## Assigned task
Write out exactly the line containing "Query: bus tire" and all lines that come after it in the listing below, through the very last one.

Supplied material: Begin

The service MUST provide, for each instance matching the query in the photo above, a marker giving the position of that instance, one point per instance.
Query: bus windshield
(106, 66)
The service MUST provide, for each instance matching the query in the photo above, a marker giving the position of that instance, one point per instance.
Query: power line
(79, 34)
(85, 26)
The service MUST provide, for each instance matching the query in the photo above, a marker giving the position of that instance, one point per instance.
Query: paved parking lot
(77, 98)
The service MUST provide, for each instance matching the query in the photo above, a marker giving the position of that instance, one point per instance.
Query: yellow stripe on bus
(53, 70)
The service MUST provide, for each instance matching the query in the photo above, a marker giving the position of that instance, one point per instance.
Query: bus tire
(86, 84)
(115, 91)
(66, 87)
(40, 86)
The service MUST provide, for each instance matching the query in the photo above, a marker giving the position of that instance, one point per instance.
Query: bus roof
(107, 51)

Supplied material: End

## Completed task
Query: bus tire
(86, 84)
(115, 91)
(66, 87)
(40, 86)
The service MUST provide, for each instance matching the query in the photo above, a marker giving the position of that instance, one point per instance.
Query: bus roof
(107, 51)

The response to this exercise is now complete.